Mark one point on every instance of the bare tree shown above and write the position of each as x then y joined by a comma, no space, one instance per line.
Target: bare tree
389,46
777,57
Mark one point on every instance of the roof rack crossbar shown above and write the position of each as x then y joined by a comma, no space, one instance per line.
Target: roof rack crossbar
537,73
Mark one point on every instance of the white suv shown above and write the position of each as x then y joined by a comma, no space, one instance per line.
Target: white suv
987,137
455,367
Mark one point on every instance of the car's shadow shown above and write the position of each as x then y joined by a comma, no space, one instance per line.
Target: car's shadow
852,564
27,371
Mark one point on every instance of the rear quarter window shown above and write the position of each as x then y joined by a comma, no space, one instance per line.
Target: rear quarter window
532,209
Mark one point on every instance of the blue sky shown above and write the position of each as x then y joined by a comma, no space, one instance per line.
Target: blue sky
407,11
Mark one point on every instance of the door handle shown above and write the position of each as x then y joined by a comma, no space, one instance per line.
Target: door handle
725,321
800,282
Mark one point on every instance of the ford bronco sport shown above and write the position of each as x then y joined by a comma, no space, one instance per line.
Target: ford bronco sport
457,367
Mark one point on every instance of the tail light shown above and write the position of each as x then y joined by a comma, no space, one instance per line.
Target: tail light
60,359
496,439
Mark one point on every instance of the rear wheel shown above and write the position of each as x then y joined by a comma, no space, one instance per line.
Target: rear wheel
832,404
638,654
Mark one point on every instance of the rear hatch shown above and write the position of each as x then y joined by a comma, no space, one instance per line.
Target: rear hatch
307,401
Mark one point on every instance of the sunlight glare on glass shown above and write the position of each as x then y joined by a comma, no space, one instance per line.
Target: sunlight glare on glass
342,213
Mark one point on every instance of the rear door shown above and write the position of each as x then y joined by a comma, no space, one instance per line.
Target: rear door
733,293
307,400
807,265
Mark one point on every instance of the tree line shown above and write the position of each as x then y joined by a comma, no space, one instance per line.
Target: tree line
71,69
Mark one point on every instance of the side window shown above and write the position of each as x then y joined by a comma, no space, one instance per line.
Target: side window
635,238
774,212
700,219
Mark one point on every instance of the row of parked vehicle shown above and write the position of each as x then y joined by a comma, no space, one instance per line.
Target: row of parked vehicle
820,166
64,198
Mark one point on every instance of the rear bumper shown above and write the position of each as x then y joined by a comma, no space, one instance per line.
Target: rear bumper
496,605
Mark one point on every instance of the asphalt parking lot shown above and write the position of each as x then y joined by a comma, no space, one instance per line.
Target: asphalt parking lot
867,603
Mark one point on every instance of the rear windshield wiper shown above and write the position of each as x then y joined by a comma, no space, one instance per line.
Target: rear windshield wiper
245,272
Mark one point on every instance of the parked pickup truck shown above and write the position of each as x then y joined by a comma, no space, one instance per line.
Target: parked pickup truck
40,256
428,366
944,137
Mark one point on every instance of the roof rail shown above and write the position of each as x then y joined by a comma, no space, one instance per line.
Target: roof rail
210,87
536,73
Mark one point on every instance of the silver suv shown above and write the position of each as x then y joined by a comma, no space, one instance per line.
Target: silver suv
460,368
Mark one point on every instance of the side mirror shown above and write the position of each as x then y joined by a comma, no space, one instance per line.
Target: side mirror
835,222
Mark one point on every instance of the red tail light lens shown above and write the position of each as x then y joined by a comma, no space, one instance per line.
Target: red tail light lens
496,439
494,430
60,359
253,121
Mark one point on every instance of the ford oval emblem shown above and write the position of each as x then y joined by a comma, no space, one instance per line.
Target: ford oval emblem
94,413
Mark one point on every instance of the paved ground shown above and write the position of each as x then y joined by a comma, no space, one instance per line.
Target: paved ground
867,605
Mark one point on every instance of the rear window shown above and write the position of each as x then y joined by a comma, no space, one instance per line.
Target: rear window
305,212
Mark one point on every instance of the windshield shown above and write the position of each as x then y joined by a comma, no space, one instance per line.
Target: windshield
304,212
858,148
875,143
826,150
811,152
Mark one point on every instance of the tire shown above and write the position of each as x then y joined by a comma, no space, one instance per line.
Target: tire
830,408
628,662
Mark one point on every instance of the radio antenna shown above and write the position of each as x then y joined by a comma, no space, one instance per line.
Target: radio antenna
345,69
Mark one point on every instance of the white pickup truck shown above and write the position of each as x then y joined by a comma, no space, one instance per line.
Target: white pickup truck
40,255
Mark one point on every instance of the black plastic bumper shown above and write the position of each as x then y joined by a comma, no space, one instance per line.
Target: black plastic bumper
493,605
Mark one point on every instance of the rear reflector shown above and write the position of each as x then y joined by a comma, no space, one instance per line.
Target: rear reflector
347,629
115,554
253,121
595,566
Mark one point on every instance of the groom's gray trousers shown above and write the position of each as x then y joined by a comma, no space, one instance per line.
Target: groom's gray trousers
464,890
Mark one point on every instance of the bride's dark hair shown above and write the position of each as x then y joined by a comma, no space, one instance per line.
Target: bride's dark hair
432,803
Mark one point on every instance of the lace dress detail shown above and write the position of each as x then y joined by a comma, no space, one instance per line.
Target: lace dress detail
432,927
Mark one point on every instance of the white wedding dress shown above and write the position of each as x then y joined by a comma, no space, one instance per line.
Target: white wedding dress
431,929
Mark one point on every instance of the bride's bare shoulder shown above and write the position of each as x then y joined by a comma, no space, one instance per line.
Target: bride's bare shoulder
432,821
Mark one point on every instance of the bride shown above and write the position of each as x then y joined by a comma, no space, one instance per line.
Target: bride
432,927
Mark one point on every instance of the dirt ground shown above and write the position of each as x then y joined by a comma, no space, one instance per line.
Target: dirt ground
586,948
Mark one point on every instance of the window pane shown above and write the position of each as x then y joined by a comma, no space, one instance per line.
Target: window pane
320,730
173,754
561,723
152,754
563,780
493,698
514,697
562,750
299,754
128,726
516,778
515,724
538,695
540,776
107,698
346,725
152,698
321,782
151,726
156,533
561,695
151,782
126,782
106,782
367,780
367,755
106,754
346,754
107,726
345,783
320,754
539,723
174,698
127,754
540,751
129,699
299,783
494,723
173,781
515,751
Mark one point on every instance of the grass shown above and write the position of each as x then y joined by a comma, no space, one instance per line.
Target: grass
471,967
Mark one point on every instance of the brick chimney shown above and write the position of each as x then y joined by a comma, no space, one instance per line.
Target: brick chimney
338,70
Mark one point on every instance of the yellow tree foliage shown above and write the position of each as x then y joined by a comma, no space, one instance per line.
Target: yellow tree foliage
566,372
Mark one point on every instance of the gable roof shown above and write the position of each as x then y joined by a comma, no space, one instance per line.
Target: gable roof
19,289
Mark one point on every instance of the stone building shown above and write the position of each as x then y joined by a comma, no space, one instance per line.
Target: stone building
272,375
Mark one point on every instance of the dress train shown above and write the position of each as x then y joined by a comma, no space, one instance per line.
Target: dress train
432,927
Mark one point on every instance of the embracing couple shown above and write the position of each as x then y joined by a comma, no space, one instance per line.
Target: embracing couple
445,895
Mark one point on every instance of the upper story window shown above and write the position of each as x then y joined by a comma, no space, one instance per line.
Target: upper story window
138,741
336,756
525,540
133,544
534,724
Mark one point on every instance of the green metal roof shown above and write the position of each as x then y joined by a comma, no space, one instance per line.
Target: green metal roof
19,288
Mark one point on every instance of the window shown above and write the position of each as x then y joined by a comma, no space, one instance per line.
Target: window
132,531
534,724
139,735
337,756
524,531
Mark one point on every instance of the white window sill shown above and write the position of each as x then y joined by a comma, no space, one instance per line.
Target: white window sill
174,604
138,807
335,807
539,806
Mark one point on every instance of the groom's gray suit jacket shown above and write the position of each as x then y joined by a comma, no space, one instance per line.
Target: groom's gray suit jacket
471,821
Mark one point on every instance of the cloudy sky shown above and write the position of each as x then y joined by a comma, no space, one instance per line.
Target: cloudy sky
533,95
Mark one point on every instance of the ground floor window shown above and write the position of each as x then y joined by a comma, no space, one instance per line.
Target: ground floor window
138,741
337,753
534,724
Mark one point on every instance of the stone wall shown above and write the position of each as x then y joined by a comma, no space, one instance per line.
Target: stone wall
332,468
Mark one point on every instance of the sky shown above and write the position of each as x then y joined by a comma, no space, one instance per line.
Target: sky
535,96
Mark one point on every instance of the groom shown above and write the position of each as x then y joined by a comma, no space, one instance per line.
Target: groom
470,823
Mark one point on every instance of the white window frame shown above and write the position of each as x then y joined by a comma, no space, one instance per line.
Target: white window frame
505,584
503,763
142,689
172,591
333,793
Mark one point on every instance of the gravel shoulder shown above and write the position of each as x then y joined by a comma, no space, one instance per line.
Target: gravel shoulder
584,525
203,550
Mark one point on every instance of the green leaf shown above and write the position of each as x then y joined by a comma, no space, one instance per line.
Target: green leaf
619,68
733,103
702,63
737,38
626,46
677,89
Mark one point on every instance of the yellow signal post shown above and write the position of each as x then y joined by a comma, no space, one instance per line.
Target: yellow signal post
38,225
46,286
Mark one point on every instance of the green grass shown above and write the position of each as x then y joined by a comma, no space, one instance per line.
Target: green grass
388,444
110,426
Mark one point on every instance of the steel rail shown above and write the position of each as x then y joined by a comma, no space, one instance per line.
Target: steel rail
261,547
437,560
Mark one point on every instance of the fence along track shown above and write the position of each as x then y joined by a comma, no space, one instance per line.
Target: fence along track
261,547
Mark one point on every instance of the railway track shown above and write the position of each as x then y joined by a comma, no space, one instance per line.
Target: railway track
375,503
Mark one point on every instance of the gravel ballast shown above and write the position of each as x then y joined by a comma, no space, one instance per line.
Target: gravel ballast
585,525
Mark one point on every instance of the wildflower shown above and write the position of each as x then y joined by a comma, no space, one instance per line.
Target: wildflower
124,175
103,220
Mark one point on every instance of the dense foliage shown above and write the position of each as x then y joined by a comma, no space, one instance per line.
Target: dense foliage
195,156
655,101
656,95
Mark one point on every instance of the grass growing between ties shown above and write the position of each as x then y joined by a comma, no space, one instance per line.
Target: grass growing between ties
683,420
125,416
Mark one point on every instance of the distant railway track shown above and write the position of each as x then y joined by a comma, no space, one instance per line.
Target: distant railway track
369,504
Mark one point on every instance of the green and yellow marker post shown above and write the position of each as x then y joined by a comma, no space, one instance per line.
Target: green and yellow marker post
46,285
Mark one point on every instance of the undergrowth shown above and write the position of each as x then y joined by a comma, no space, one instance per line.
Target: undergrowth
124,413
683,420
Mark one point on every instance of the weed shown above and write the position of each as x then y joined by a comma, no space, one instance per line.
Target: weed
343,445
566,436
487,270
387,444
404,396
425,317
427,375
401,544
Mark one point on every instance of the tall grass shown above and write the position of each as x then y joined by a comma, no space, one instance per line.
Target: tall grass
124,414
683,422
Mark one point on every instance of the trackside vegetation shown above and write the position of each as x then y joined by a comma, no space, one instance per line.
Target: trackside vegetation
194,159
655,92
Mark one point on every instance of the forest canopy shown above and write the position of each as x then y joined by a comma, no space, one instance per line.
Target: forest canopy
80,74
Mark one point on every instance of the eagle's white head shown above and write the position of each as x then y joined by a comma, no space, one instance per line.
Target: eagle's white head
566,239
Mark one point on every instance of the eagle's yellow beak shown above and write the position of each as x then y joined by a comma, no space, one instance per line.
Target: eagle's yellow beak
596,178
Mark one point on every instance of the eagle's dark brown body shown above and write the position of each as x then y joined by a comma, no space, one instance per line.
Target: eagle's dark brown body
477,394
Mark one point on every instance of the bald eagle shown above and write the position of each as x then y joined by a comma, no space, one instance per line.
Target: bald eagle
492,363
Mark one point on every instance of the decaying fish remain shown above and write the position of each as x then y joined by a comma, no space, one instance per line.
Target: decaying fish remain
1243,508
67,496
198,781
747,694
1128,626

○ ○ ○ ○ ○

■ **Given exercise**
Quote, word for word, every line starting at the one that contains "Mark one point on every instance of the eagle's dark" and ending with the final line of the entries.

■ **Worked answer**
Mark one point on every instance of the eagle's dark brown body shown above and write the position of each as x then y joined by a comma, no space, one instance per line.
Target: eagle's dark brown body
477,394
Mark one point on every instance of the bald eagle shown above and write the position of each as x then y joined by a comma, no space, one instance per line.
Target: bald eagle
492,363
Mark one point on every instance of the decaying fish remain shown above and write the position of each as x then y joined by a comma, no space, one instance per line.
Target: decaying fish remain
1243,508
67,496
198,781
747,694
1128,626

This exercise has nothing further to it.